Text passage:
━━━━━━━━
In Part I of this multi-part Fair Lending article, we considered the topic of Redlining. In Part II, we’ll consider one of the newer Fair Lending hot topics – Appraisal Bias.
Appraisal Bias is the practice of an independent appraiser placing a value on a property owned by a Protected Class person (for example) that is lower than the appraiser would place if the property were owned by a Non-Protected Class person (for example). The example uses race of the property owners as the protected basis, but it could also be the ethnicity of the owners or the racial/ethnic makeup of the neighborhood. The issue is that appraisal bias amounts to illegal discrimination within the appraisal process. This invokes the Equal Credit Opportunity Act and even UDAAP to the extent it is unfair to consumers.
Important to Consumers and Financial Institutions:
Appraisal bias is an important topic to consumers – especially minority consumers — because appraisal bias has a significant impact on generational wealth building. Obtaining an appraisal of value is a key step in the purchase and financing of homes, and the result of the appraisal can cause changes in contract price. Over time, downward changes in home values impact generational wealth. Appraisal bias is also an important topic to financial institutions because an appraisers alleged discriminatory practices can create a fair lending issue for the bank.
We first started hearing about appraisal bias a few years ago, and the topic has ballooned in importance, to the point where the Interagency Fair Lending webinar hosted by the Federal Reserve in December 2022 seemed to be dominated by the topic. Sections presented in the webinar included:
HUD: Appraisal Discrimination: Trends and Risk Mitigation
CFPB: Appraisal Bias Action Update
FHFA: Action on Appraisal Bias
During this webinar we learned about the Interagency Task Force on Property Appraisal and Valuation Equity (PAVE) (see pave.hud.gov) which has suggested some risk management approaches to address appraisal bias – one of which is to make the appraisal industry more accountable. We also learned of the first uniform appraisal dataset of aggregate statistics regarding single family appraisals, updated 12/15/2022, which can be found here: https://www.fhfa.gov/DataTools/Pages/UAD-Dashboards.aspx and the related blog “Exploring Appraisal Bias Using UAD Aggregate Statistics.”
In response to the perceived appraisal bias in the marketplace, a number of agencies wrote to The Appraisal Foundation (TAF) – a non-governmental entity that sets appraisal standards – in early 2022 to call attention to the appraisal bias issue and call out the lack of training the TAF provides on the requirements of federal law regarding discrimination.
The Appraisal Industry:
As with any debate or argument there is a flip side. The appraisal industry, governed by The Appraisal Foundation’s Appraisal Standards Board (ASB) publishes the Uniform Standards of Professional Appraisal Practice (USPAP). The current edition is the 2020-21 edition which would have expired 12/31/21, but was extended one year to 12/31/22, and then extended another year to 12/31/23, to allow the ASB extra time to address the appraisal bias topic.
━━━━━━━━
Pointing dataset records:
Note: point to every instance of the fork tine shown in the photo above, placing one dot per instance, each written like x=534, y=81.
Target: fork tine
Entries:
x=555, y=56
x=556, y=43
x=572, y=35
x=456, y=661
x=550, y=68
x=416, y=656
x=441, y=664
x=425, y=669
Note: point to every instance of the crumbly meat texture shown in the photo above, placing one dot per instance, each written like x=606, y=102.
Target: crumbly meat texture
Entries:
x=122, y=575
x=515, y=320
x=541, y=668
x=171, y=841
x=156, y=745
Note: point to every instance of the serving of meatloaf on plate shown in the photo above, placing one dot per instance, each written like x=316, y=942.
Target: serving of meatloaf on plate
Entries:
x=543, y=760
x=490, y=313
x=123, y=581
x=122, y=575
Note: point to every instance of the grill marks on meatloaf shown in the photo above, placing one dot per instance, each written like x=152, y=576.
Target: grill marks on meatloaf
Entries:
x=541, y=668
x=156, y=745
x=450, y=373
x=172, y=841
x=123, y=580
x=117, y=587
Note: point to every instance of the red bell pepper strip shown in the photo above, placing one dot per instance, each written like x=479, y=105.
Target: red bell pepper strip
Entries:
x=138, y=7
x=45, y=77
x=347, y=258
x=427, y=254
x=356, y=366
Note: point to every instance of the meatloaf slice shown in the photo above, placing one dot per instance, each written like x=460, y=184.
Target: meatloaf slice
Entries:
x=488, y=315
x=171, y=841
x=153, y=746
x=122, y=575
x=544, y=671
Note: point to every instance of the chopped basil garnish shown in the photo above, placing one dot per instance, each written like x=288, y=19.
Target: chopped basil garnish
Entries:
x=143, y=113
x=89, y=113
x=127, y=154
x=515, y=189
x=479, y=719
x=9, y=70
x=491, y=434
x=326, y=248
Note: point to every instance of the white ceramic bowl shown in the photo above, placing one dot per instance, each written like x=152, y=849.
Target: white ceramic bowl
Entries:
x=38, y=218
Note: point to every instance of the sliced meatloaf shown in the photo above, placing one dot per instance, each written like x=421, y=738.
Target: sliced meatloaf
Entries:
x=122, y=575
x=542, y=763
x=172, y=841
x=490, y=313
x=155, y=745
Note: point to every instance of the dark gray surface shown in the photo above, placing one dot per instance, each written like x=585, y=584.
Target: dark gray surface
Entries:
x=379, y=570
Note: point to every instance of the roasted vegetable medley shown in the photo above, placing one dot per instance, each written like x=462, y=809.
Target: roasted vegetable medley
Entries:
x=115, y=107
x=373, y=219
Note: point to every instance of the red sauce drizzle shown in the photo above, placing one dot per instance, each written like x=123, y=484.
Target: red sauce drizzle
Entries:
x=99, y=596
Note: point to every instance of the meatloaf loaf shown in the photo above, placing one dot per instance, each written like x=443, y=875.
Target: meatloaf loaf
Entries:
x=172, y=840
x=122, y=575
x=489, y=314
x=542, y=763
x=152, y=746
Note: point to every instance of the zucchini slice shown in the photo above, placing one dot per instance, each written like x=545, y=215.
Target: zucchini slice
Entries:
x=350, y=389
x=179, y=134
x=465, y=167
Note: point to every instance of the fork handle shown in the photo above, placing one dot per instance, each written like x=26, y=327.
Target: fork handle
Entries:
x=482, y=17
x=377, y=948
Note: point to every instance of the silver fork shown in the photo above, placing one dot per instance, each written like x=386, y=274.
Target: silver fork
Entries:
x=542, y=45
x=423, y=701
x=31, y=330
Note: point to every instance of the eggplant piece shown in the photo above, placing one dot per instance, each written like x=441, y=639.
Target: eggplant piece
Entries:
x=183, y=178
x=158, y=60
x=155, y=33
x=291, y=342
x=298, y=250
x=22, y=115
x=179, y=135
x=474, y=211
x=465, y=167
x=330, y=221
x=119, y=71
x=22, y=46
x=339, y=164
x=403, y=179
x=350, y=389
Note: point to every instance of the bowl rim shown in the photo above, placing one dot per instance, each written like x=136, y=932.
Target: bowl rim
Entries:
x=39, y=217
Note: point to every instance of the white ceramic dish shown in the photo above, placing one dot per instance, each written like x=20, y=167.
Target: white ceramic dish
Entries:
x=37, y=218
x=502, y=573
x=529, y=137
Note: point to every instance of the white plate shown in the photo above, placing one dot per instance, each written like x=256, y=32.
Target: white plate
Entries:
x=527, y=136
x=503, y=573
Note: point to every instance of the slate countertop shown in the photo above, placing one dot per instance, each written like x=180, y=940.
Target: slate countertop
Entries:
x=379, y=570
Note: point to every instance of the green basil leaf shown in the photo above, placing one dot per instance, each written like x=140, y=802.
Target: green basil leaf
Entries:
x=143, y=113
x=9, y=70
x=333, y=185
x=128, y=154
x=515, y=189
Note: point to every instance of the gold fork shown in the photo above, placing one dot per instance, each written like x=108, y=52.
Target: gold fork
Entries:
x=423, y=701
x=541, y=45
━━━━━━━━
Problem set:
1. In the appraisal bias article, when did the Federal Reserve host the Interagency Fair Lending webinar?
2. Using the appraisal bias article, say whether each statement agrees with it: (a) The Appraisal Foundation is a governmental body. (b) The 2020-21 edition of USPAP was eventually extended to 12/31/23. (c) The uniform appraisal dataset gives aggregate statistics on multifamily appraisals.
The data above are separate material with no connection to the appraisal bias article.

Solutions per task:
1. December 2022

2.
(a) No: "a non-governmental entity that sets appraisal standards"
(b) Yes: "and then extended another year to 12/31/23"
(c) No: "aggregate statistics regarding single family appraisals"